**Extracted data entries:**
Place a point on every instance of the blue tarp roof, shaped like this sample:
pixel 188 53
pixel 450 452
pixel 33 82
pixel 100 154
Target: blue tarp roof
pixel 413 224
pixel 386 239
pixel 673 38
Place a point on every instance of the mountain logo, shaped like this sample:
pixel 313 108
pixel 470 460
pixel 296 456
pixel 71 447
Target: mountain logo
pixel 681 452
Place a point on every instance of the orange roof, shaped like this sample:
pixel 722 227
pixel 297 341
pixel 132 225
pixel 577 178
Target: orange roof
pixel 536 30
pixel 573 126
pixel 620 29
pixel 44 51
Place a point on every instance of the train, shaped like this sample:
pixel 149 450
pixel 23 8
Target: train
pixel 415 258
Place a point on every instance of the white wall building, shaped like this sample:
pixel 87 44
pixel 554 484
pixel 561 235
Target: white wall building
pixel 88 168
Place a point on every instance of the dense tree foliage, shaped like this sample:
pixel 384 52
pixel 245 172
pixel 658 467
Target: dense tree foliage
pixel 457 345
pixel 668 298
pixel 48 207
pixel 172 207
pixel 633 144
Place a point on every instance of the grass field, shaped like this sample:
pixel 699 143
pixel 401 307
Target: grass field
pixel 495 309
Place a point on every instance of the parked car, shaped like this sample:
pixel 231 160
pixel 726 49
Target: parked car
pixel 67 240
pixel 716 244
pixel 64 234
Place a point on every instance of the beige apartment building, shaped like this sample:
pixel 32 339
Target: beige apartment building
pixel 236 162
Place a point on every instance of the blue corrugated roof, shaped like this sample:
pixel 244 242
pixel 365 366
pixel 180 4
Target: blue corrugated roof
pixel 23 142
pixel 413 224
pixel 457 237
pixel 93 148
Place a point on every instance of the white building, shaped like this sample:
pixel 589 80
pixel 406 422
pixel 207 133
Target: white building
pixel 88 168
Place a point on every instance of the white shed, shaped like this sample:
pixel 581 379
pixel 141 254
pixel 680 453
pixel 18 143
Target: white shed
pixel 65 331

**Requirement:**
Copy every one of the rows above word for word, without changing a single line.

**Solution to this problem:**
Place a point on every instance of the blue tarp roof, shaped like this sample:
pixel 188 53
pixel 450 452
pixel 33 82
pixel 100 154
Target: blue tarp roof
pixel 413 224
pixel 386 239
pixel 673 38
Place a point on every instance of the mountain logo, shaped like this sample:
pixel 313 108
pixel 470 460
pixel 296 456
pixel 71 447
Target: mountain logo
pixel 681 452
Place a point on every instance of the orange roof, shaped like this sample:
pixel 722 227
pixel 297 341
pixel 132 225
pixel 577 178
Target: orange roof
pixel 536 30
pixel 573 126
pixel 620 29
pixel 44 51
Place a point on every instance of the train, shaped like this sample:
pixel 149 450
pixel 23 8
Target: train
pixel 415 258
Place a point on every instance of the white wall building, shaped like this sample:
pixel 87 44
pixel 554 484
pixel 561 235
Target: white wall building
pixel 88 168
Place a point on every instance of the dense tree foliage, shaped like this sample:
pixel 384 52
pixel 245 172
pixel 658 467
Target: dense tree foliage
pixel 457 345
pixel 668 298
pixel 48 207
pixel 172 207
pixel 633 144
Place a point on every instance of the grass field, shaped like this sample:
pixel 699 143
pixel 401 307
Target: grass field
pixel 495 309
Place a point on every instance of the parked car, shaped like this sample:
pixel 231 160
pixel 726 49
Target: parked car
pixel 67 240
pixel 716 244
pixel 64 234
Place a point on every instance of the beige apartment building, shaped like this sample:
pixel 32 339
Target: beige apartment building
pixel 236 162
Place a point on every instance of the blue corrugated roof, shaped like this sample:
pixel 244 242
pixel 365 366
pixel 180 4
Target: blue corrugated roof
pixel 23 142
pixel 413 224
pixel 457 237
pixel 93 148
Place a point on every instance of the white building, shaped like this sample:
pixel 589 80
pixel 406 422
pixel 207 133
Target: white building
pixel 88 168
Place a point on every instance of the white shed, shaped like this sample:
pixel 581 379
pixel 141 254
pixel 680 453
pixel 18 143
Target: white shed
pixel 65 331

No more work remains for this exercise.